=== Provided passage ===
## Begin
A personal inquiry into self, meaning, and hope
Agency as Loop Control
A working definition of agency as control over sampling, updating, and interaction within a reality shaped by repeated inference
1. A different question
If reality is continuously inferred—
then what does it mean to act?
Not just to react,
not just to choose—
but to have agency.
Most definitions point to outcomes:
- making decisions
- achieving goals
- exerting control
But in a system where reality itself is formed through a loop—
that framing breaks.
2. Where control actually lives
In Part I, we described a loop:
- sampling
- updating
- interacting
- stabilizing
Reality emerges from this cycle.
So the question becomes:
Where, inside this loop, can anything actually be influenced?
Not everywhere.
But not nowhere either.
Agency lives at the edges: attention, interpretation, participation.
3. The three levers
There are only a few places where influence is real.
(1) Sampling — what you attend to
You do not control the world.
But you do shape what enters your model.
Attention is not passive.
It is selection.
What you read
What you notice
What you return to
What you sample becomes your data.
(2) Update — how you interpret
Two people can see the same thing
and walk away with different realities.
Because the difference is not in the signal—
but in the update.
Priors
Flexibility
Calibration
Interpretation is not a reaction. It is a transformation.
(3) Interaction — which loops you enter
No model updates in isolation.
We are shaped by the systems we participate in.
Conversations
Communities
Feedback structures
You are not just thinking. You are being trained.
4. What you don’t control
Stabilization—the part where signals become shared reality—
is not directly yours.
But it is not fully out of reach.
Because:
What you repeat, reinforce, and participate in
influences what persists.
Quietly.
Over time.
5. A more precise definition
Agency is not about forcing outcomes.
It is not about control in the traditional sense.
Agency is the disciplined control of:
- what you sample
- how you update
- which interactions you enter
in a system where reality emerges from repeated inference.
6. Degrees of agency
Agency is not binary.
It deepens.
Reactive
Attention is scattered
Updates are automatic
Interactions are default
Reality feels imposed.
## End
=== Request ===
Write the next part of the essay above on agency as loop control, starting after the line "Reality feels imposed."

Rows from a pointing dataset:
## Begin
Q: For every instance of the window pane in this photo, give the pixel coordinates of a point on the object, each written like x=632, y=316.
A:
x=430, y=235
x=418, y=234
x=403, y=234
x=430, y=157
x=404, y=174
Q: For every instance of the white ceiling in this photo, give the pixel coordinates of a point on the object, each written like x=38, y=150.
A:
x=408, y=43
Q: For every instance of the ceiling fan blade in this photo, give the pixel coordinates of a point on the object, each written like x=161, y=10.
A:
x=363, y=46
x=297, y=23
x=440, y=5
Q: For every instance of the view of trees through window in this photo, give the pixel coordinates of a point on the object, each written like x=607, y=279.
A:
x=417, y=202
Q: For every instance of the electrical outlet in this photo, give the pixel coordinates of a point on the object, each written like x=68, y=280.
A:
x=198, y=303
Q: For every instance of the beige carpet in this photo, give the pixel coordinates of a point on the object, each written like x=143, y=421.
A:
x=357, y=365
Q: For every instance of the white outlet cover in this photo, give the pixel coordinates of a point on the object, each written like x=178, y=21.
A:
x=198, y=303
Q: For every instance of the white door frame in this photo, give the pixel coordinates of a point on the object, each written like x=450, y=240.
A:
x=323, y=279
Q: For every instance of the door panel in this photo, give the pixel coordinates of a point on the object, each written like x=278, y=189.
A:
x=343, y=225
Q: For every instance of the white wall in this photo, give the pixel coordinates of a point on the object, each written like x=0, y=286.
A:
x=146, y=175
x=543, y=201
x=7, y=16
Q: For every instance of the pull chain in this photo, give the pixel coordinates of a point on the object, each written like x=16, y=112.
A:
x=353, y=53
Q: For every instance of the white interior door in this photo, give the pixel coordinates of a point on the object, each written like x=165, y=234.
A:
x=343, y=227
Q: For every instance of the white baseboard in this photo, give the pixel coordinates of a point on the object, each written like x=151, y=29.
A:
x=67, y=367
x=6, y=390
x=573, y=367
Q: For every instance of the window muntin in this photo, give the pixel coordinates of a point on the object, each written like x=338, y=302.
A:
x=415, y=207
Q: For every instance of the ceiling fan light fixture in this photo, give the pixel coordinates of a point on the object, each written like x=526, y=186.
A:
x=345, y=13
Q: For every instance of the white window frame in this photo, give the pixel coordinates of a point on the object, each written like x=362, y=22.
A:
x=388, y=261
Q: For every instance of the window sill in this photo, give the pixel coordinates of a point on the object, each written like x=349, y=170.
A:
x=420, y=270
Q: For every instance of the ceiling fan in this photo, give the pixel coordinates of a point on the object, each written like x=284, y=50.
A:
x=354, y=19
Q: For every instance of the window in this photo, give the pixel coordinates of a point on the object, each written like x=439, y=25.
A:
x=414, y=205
## End
=== Answer to this problem ===
Selective
Some control over attention
Occasional reflection
Reflective
Beliefs are examined
Inputs are chosen
Environments are filtered
Generative
New loops are created
Others begin to align with what you reinforce
Instrumental
The loop itself becomes visible
Sampling can be redirected
Updates recalibrated
Interactions chosen with precision
You are no longer just in the loop.
You can work with it.
Agency deepens as the loop becomes visible and more consciously directed.
7. The constraint
Agency is not unlimited.
It is shaped by:
- capacity
- environment
- prior structure
You cannot override these instantly.
But you can work within them.
And expand them over time.
8. Failure modes
When agency breaks, it rarely looks dramatic.
It looks like:
Over-control
Trying to force outcomes
Ignoring how the loop works
Rigidity
Refusing to update
Holding priors too tightly
Drift
Attention captured by noise
No intentional selection
In each case:
The loop runs—but not in your favor.
9. A quieter understanding
Agency is not dominance.
It is not force.
It is not even certainty.
It is something quieter:
The ability to shape the conditions under which you learn.
Because in a system like this—
that is where everything begins.
10. Closing
If reality is continuously inferred—
then so is the life you experience.
Not all at once.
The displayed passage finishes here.